- TEXT UNDER STUDY -
++++++

Good morning, readers!
Before I get into this next stop, allow me to regale a story of which this place reminded me.
I was working at the ticket counter of the Grand Rapids, MI Greyhound bus station, which was located in the lower level of the city bus station. One fateful day, I watched as a small woman in her late 60s made her way down the staircase, one step at a time, carrying a medium sized box. Eventually, she made her way over to my window. I opened the gate to the luggage scale and she set the box down inside.
“There’s more, I’ll be right back,” she said and made her way back up the stairs, one step at a time.
The box sitting on my scale was open and inside was a frozen gallon of apple cider. Trying to not assume anything, I patiently waited.
Several minutes later, the woman was making her way down the stairs again, one step at a time, carrying another gallon of frozen apple cider. She shoved this gallon into the box with the previous one.
“I want to ship this to San Antonio, Texas,” she told me.
I let her know that this would be four day trip, most likely. She nodded with a grin. “That’s why it’s frozen.”
Debating if I should tell the woman that the gallons would probably melt long before they arrived, then deciding against it, I started the shipping process. This is (or at the time was) a tedious process, requiring the shipper’s address, the shipping Greyhound station address, the recipient’s address, the recipient Greyhound station address, and then the shipper’s driver’s license or state ID number.

++++++

- REQUIRED WORK -
**1.** From the Greyhound story, write out everything from "Several minutes later, the" down to "state ID number.".
**2.** In the Greyhound story, where was the Grand Rapids Greyhound bus station located?

++++++

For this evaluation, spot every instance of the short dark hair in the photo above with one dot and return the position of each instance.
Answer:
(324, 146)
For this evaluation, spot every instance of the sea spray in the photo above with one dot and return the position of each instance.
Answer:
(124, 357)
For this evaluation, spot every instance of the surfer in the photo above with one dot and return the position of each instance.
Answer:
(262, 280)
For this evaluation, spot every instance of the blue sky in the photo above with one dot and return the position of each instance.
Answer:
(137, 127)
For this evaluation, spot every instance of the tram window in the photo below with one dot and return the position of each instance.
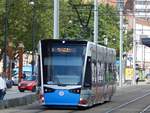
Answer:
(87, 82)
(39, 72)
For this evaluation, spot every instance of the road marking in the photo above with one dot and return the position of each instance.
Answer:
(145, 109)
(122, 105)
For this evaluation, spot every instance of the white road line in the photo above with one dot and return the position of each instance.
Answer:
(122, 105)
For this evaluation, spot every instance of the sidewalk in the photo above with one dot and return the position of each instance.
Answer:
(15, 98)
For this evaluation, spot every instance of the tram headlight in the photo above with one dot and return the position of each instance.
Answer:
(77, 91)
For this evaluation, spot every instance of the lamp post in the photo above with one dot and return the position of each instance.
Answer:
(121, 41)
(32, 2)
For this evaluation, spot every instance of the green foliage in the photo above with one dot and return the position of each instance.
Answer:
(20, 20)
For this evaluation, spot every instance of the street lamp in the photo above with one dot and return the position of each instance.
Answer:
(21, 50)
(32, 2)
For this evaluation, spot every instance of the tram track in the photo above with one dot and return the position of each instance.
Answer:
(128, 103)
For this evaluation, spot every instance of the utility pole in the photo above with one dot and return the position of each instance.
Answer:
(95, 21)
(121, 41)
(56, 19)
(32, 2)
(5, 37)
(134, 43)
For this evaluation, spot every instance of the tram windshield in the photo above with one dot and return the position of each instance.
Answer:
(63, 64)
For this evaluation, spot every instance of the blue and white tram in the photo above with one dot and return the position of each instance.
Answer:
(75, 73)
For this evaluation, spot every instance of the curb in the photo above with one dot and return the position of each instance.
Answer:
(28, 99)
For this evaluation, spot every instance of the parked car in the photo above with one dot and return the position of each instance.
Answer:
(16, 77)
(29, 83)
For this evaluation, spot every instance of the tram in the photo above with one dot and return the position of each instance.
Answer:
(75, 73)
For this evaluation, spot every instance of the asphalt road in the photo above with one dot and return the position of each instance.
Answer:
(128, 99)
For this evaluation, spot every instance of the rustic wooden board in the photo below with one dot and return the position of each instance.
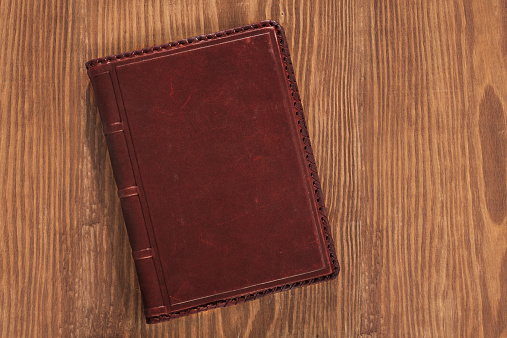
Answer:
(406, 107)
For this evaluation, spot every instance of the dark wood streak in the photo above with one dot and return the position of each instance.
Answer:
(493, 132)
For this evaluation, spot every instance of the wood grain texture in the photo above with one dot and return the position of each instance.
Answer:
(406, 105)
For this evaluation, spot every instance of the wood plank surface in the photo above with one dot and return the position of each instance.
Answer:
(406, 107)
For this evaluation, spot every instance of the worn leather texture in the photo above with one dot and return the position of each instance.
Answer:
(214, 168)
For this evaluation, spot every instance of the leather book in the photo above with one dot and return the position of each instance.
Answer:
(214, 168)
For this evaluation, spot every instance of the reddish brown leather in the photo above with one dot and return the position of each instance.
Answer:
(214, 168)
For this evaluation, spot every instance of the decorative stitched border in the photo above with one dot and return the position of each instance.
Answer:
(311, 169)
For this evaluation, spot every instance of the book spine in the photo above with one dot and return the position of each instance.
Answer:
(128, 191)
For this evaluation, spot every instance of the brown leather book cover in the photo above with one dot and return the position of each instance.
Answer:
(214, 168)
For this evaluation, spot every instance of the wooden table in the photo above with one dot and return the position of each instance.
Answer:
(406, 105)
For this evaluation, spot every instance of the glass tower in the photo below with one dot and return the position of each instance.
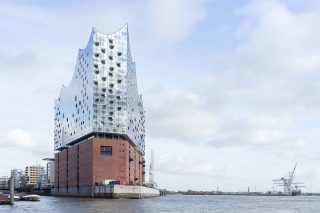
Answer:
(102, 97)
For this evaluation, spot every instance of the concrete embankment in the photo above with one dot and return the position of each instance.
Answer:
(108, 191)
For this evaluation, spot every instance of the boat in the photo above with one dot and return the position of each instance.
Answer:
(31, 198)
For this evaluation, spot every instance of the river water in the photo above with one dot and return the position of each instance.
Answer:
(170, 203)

++++++

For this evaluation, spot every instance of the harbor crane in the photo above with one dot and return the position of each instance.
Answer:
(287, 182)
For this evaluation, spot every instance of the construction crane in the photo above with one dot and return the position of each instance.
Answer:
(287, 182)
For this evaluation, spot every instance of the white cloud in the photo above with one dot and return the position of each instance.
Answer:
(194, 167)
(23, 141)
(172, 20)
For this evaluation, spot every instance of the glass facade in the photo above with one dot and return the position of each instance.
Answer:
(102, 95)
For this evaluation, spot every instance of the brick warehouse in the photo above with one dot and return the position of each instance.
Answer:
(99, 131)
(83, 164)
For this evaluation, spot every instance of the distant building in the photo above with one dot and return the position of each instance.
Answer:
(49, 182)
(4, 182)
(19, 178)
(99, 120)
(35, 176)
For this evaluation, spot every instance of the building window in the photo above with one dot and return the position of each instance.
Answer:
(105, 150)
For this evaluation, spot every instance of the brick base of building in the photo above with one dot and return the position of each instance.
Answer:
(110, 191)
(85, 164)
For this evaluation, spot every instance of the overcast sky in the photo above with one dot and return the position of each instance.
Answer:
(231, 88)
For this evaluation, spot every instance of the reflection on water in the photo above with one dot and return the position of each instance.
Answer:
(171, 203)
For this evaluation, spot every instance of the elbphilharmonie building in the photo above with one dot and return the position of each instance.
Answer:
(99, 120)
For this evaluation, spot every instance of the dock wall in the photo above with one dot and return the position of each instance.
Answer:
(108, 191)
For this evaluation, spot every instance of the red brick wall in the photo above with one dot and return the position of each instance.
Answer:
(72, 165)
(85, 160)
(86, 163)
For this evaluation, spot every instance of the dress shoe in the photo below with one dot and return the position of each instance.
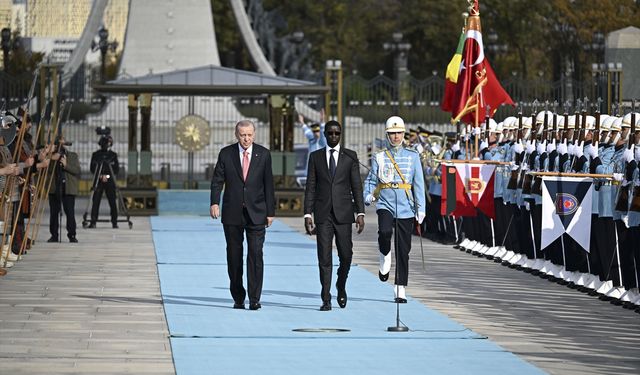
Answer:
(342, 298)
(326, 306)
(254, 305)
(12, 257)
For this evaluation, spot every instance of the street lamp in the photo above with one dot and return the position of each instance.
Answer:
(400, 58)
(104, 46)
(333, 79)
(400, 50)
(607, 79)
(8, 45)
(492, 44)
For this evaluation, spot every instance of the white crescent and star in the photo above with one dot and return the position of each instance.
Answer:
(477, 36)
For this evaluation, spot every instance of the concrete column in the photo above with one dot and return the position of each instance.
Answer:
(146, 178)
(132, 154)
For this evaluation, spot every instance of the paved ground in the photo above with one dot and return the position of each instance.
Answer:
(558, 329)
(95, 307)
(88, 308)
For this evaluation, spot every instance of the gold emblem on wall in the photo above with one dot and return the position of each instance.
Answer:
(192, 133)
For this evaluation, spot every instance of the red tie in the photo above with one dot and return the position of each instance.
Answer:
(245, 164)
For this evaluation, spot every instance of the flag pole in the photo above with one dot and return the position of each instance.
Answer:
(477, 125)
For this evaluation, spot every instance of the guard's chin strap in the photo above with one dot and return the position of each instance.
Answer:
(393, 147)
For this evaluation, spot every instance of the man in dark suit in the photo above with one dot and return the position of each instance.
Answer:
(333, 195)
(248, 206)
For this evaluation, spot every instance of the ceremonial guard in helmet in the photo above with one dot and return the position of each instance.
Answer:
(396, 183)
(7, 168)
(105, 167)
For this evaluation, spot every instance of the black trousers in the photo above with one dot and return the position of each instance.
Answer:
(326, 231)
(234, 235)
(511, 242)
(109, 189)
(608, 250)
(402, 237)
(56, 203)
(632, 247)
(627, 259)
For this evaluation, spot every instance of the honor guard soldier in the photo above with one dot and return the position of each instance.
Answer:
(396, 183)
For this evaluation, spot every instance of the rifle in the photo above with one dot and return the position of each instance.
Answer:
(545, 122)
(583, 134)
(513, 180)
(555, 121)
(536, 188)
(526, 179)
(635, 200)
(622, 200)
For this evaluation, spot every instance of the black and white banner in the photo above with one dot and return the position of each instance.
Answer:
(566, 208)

++++++

- TASK RESULTS -
**1.**
Several minutes later, the woman was making her way down the stairs again, one step at a time, carrying another gallon of frozen apple cider. She shoved this gallon into the box with the previous one.
“I want to ship this to San Antonio, Texas,” she told me.
I let her know that this would be four day trip, most likely. She nodded with a grin. “That’s why it’s frozen.”
Debating if I should tell the woman that the gallons would probably melt long before they arrived, then deciding against it, I started the shipping process. This is (or at the time was) a tedious process, requiring the shipper’s address, the shipping Greyhound station address, the recipient’s address, the recipient Greyhound station address, and then the shipper’s driver’s license or state ID number.

**2.** It was in the lower level of the city bus station.